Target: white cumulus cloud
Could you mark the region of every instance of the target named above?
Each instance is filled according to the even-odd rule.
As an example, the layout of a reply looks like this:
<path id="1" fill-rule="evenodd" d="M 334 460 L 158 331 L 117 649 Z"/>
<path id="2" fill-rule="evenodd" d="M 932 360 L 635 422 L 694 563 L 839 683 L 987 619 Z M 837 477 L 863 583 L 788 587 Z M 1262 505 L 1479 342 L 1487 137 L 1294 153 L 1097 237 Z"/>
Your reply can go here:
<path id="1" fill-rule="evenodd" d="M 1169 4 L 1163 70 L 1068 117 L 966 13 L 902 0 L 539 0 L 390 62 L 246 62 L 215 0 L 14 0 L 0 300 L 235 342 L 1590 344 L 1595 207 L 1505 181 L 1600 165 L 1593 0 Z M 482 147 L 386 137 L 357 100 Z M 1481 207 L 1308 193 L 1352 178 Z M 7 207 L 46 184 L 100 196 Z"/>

▶ _Directions for this task_: Among the records above, find each line containing the string "instance" and copy it.

▶ _Solved problem_:
Could you mark the region of every instance of the target named above?
Each instance is filled according to the even-odd rule.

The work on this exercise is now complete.